_Supplied passage:_
-- begin --
Banking groups pushed back hard on the yield provisions from the other direction, arguing that letting crypto platforms pay yield on stablecoin holdings was essentially letting them do bank-like things without bank-like regulation. They asked for more time, lobbied committee members, and in the view of many industry observers, effectively used their institutional weight to slow things down.

Armstrong eventually reversed his position in a later public statement, backing the latest version of the bill. But the January delay had already knocked the committee off its schedule, and things haven’t recovered since.

Why the Industry Says the Clock Is Running Out

This isn’t just impatience. Senator Bernie Moreno, one of the bill’s key Senate supporters, said publicly at a Washington event on Wednesday that if CLARITY doesn’t reach the full Senate floor by the end of May, digital asset legislation may not advance at all before the midterm election cycle closes the window. Senator Cynthia Lummis was even more direct, saying this is “our last chance” and that missing the May deadline means waiting until at least 2030.

That’s not an unusual dynamic in U.S. legislative politics. As elections approach, senators become reluctant to take on contentious votes that could be used against them in campaigns. Crypto is still genuinely divisive in some constituencies, even if it’s been normalised in others. Miss the current window and you likely miss the Congress.

Galaxy Research has put 2026 passage odds at roughly 50-50. That’s not a confident number for an industry that spent hundreds of millions of dollars on political advocacy in 2024 and watched the GENIUS Act get signed into law earlier this year. There was a real sense that crypto had “won” in Washington. Now the harder, more technical work of writing market structure rules is running into the usual Senate friction.

 

What’s Still in the Way

The CLARITY Act still needs to clear the Senate Banking Committee markup, pass a full Senate floor vote requiring 60 votes, be reconciled between the Agriculture and Banking Committee versions (two separate Senate drafts exist), and then be reconciled with the House-passed text before reaching the President’s desk. Each stage is a potential delay point, and the midterm calendar is closing fast.

 

What the Coalition Is Actually Asking For

The April 23 letter, addressed to Committee Chairman Tim Scott, Ranking Member Elizabeth Warren, Digital Assets Subcommittee Chair Cynthia Lummis, and Ranking Member Ruben Gallego, asks the committee to formally notice and schedule a markup of CLARITY. It’s a procedural request, but a pointed one. It’s the industry saying: no more informal discussions, no more behind-the-scenes negotiations. Put it on the calendar and work through the text in public.

The letter also spells out the policy priorities the coalition wants protected as the bill moves forward. They want clear, formal boundaries between SEC and CFTC jurisdiction so companies know which regulator applies to which activity. They want non-custodial software developers, people building the underlying code for DeFi protocols and open-source tools, protected from being classified as brokers and subjected to registration requirements that were never designed for them. They want simpler disclosure rules for token issuers that actually fit how digital assets work, rather than forcing crypto projects to comply with securities disclosure frameworks designed for equity offerings.
-- end --
_Record list:_
-- begin --
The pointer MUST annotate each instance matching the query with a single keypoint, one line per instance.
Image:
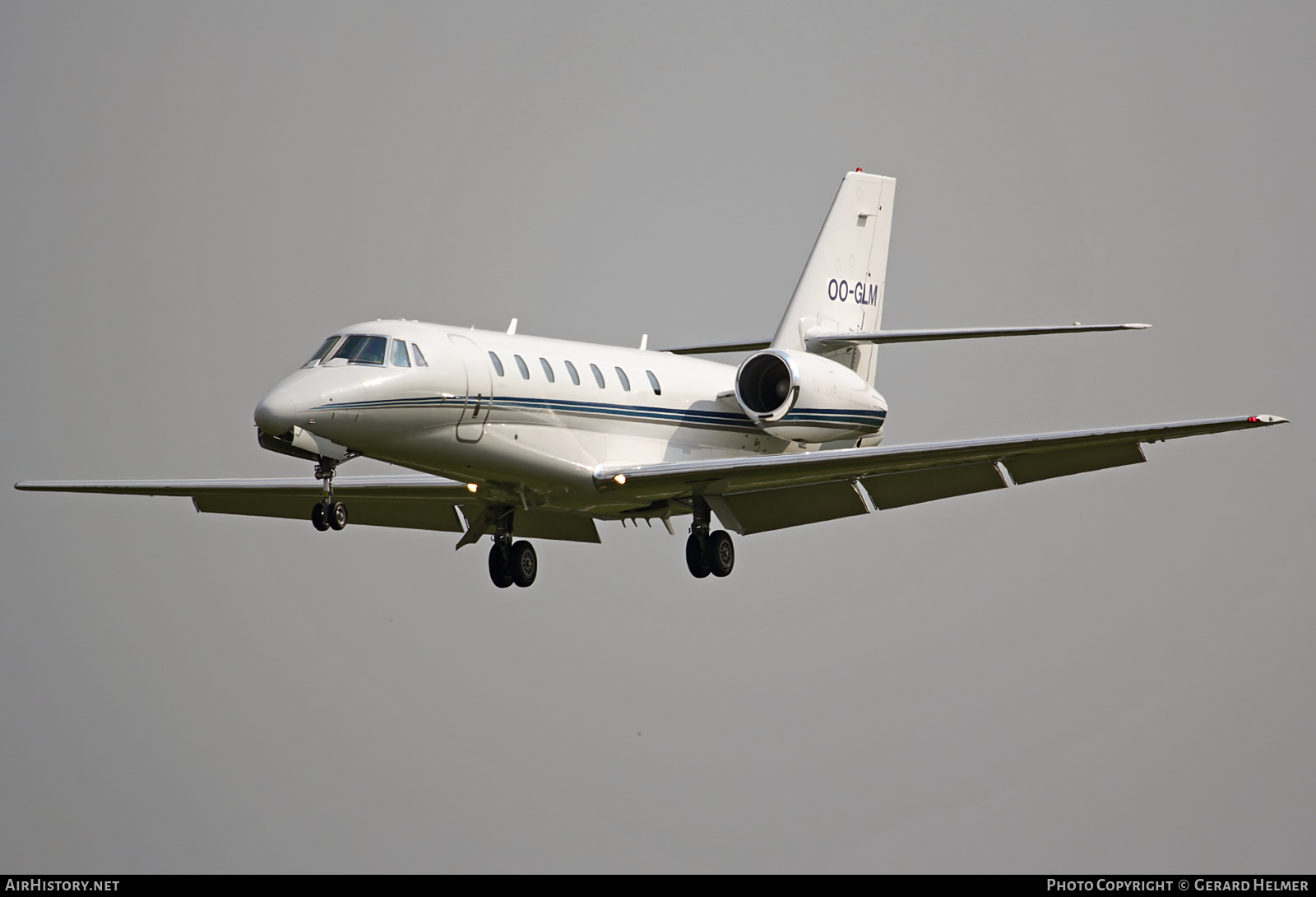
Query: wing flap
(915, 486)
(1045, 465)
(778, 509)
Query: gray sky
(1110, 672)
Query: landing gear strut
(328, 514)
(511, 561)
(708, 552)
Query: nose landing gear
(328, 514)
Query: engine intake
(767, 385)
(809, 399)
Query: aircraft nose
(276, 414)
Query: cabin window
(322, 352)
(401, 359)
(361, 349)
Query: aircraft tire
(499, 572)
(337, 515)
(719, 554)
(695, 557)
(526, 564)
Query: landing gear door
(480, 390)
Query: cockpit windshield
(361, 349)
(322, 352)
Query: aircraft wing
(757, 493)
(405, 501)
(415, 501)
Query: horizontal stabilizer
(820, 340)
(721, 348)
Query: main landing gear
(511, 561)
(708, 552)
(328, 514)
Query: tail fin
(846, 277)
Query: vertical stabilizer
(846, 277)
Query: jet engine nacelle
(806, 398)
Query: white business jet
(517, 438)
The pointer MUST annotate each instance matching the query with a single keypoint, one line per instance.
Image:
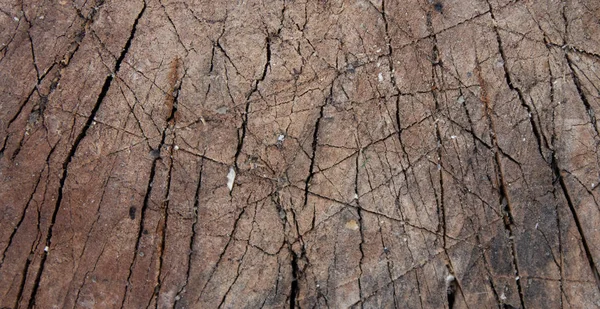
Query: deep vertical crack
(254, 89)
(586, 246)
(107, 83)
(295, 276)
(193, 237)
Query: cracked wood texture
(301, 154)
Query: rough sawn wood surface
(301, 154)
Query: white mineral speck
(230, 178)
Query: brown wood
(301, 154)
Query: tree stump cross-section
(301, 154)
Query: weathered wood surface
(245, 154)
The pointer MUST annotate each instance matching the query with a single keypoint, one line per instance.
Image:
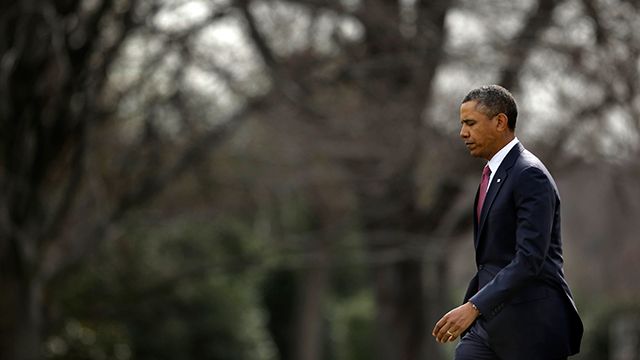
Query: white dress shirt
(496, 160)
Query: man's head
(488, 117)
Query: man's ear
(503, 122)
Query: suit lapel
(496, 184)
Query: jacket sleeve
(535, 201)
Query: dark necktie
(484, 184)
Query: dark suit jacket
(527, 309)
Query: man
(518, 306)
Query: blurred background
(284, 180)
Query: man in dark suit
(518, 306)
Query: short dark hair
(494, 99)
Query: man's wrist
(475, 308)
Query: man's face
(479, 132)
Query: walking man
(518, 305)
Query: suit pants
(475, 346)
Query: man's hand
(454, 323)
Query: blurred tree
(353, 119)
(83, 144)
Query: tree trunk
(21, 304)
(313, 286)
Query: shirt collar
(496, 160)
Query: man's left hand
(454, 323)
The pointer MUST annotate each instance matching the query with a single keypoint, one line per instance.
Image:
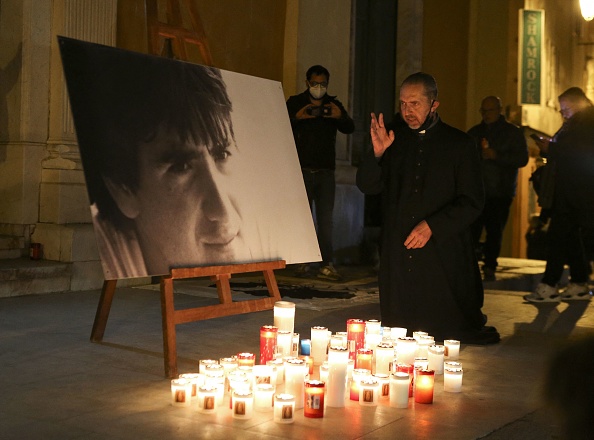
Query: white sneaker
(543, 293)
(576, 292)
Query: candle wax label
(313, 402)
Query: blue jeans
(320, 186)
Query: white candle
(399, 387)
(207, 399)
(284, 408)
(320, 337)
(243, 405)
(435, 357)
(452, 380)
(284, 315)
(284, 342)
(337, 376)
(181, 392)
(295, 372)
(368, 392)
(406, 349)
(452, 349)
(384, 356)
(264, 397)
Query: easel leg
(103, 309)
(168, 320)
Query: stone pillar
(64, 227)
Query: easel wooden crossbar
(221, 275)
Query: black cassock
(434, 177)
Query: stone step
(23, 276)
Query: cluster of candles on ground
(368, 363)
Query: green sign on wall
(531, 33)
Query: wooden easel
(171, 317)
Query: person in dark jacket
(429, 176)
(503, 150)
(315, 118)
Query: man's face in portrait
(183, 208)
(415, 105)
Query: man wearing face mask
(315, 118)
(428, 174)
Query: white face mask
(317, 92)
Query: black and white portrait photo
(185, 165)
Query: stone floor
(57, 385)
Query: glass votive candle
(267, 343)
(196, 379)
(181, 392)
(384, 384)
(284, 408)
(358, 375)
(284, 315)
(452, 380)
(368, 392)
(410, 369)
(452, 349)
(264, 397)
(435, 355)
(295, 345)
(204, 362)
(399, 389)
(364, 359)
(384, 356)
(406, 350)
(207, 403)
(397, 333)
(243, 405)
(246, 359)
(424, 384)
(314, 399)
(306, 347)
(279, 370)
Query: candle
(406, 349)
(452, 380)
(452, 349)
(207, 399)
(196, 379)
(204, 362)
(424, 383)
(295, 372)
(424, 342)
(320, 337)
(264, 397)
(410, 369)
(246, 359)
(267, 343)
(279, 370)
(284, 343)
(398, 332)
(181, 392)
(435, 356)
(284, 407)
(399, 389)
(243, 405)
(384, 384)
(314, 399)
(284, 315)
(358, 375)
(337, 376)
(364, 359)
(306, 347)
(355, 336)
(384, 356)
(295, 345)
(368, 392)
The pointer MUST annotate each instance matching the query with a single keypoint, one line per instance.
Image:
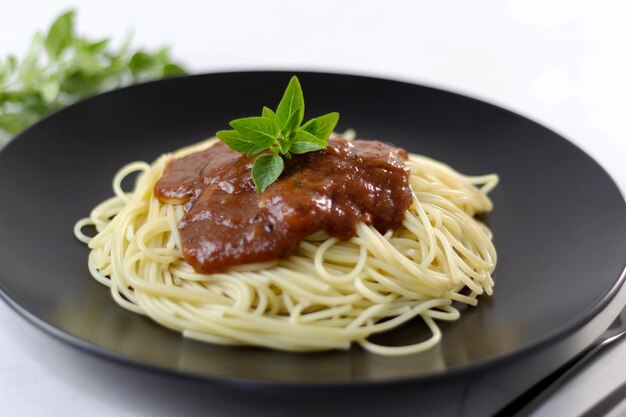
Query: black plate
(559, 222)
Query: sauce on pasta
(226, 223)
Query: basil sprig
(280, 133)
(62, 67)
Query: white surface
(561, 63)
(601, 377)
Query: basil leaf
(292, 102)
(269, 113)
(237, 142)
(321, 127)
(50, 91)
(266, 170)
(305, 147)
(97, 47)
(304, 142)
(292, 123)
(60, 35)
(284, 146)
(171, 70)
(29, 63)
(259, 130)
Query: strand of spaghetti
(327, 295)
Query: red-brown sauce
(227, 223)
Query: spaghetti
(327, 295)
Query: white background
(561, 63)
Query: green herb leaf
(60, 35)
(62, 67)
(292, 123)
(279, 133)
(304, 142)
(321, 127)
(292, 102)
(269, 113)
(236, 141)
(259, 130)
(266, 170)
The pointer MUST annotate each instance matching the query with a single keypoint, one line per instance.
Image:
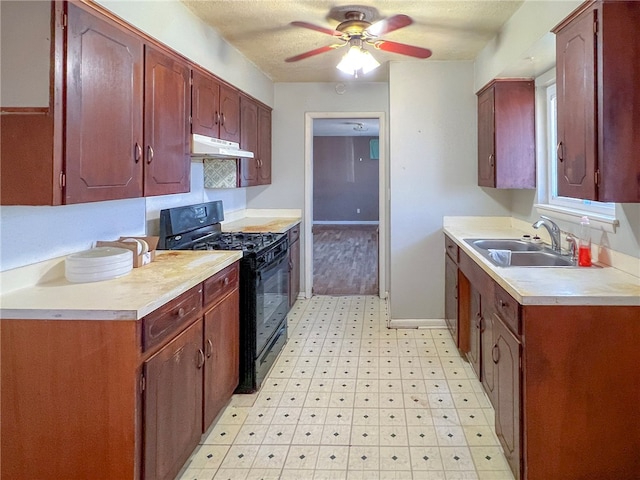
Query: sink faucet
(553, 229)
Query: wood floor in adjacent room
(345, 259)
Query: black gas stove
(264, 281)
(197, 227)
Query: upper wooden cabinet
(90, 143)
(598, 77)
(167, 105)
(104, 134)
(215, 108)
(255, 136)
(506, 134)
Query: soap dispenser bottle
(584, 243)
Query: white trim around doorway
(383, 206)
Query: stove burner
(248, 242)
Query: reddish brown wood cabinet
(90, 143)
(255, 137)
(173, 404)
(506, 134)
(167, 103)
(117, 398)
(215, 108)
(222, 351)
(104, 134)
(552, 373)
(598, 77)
-- end --
_Given instruction:_ Could you transcribe everything in the CLARITY Act passage from "Galaxy Research has" down to "usual Senate friction."? You won't need the lines for this.

_Result:_
Galaxy Research has put 2026 passage odds at roughly 50-50. That’s not a confident number for an industry that spent hundreds of millions of dollars on political advocacy in 2024 and watched the GENIUS Act get signed into law earlier this year. There was a real sense that crypto had “won” in Washington. Now the harder, more technical work of writing market structure rules is running into the usual Senate friction.